EXERCISE OBJECTIVE: Write the next part of the passage on adjustable stator vanes and their vane arms, starting after its final sentence.

PAGE EXCERPT:
* Start *

Some variable area vane arrangements include a plurality of adjustable stator vanes that are rotatably connected to an inner vane platform and an outer vane platform. Each of the stator vanes includes an airfoil that extends between the inner and the outer vane platforms. Each of the stator vanes may be rotated about a respective axis using a vane arm. A vane arm may be a sheet metal or machined piece that transmits load from a synchronizing ring to a variable vane stem. The end of the vane arm that interfaces with the synchronizing ring has a pin swaged into a hole on the end, and sits in a pinhole on the ring. The end of the vane arm that attaches to the vane stem are secured to the vane stem typically by a single retention method. However, additional retention methods are desired for redundancy. Further, prior art designs have had difficulty in meeting more stringent stress requirements due to increased torque experienced by the vane stems in recent years.
US 2003/0147743 A1 discloses blades oriented by pivots located at the outer ends of the blades and a connecting rod coupled to the pivot, wherein a spring is provided to maintain contact between two plane faces of the pivot and connecting rod so as to reduce the differences in angular displacements.

* End *

SUPPLIED INFORMATION:
* Start *

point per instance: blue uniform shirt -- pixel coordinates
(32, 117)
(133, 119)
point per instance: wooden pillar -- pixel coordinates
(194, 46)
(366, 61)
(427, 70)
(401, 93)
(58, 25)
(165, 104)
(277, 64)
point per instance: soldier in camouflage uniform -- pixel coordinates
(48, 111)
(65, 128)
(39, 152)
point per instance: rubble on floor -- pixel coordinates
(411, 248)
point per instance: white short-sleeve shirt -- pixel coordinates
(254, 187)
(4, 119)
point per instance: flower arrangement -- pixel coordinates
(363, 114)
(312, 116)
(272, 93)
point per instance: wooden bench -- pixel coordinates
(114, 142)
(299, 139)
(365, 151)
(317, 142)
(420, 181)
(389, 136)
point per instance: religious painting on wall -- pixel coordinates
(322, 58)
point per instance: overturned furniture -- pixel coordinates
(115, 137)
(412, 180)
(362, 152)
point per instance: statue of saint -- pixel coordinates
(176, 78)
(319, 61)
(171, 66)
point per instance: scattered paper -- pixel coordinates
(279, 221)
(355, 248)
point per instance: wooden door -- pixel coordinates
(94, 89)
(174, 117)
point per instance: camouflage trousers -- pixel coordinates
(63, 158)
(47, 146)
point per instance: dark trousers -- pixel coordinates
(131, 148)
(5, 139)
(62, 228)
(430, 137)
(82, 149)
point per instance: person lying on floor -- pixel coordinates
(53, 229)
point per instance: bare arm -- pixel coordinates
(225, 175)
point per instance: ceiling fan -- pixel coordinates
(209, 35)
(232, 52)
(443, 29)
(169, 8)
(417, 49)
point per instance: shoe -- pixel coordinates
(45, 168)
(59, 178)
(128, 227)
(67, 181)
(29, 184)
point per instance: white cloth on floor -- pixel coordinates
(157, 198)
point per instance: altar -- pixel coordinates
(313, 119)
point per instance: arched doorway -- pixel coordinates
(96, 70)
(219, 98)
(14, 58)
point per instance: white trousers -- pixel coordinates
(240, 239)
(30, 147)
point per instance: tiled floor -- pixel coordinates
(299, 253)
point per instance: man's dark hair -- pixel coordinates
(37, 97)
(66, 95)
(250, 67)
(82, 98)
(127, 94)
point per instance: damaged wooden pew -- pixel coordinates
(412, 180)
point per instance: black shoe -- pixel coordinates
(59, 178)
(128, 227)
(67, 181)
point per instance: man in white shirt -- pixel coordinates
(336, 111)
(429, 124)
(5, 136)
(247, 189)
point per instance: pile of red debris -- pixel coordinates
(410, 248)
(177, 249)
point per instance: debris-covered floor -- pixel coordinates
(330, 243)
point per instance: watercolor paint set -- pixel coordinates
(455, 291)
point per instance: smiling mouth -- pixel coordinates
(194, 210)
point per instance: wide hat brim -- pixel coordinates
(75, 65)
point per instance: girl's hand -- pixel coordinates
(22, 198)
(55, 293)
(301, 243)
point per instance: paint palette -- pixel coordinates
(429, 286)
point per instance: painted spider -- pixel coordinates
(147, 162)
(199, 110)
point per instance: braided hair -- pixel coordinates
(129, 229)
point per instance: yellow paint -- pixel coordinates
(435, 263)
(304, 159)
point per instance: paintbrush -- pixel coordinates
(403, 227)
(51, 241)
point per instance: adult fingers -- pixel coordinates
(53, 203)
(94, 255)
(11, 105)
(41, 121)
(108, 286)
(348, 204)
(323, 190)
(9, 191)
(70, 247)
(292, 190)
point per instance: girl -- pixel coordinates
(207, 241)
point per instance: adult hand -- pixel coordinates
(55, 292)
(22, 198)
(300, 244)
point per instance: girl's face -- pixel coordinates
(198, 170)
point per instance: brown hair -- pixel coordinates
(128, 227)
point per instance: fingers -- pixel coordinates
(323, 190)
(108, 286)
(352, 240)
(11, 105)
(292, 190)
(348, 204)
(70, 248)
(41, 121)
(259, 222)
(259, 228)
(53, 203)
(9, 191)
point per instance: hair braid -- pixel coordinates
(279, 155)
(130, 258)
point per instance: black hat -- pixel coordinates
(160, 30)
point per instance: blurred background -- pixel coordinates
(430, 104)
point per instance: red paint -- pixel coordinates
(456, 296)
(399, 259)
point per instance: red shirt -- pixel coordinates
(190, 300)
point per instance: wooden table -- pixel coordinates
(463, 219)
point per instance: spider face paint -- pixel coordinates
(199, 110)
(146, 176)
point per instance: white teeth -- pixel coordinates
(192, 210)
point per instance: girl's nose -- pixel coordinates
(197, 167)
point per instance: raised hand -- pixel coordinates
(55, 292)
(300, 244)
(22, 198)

* End *

RESULT OF THIS TASK:
WO 2015/026420 A1 discloses a variable vane assembly having an arm, a stem to which the arm is connected, the stem having a slot, and a member having a tab which fits into the slot.

SUMMARY

According to a first aspect of the invention, a vane arm assembly for a gas turbine engine is provided. The vane arm assembly including: a vane arm having a first end, a second end opposite the first end, and an aperture proximate the second end, the aperture being defined by an aperture wall; a vane stem extending through the aperture of the vane arm; a mechanical fastener retaining a position of the vane arm in the longitudinal direction of the vane stem; and an impedance clip partially enclosing a portion of the second end of the vane arm to provide redundant position retention of the vane arm in a longitudinal direction of the vane stem.
The impedance clip may include one or more tabs at least partially disposed within the aperture of the vane arm.
The impedance clip may be interposed between the mechanical fastener and the vane arm.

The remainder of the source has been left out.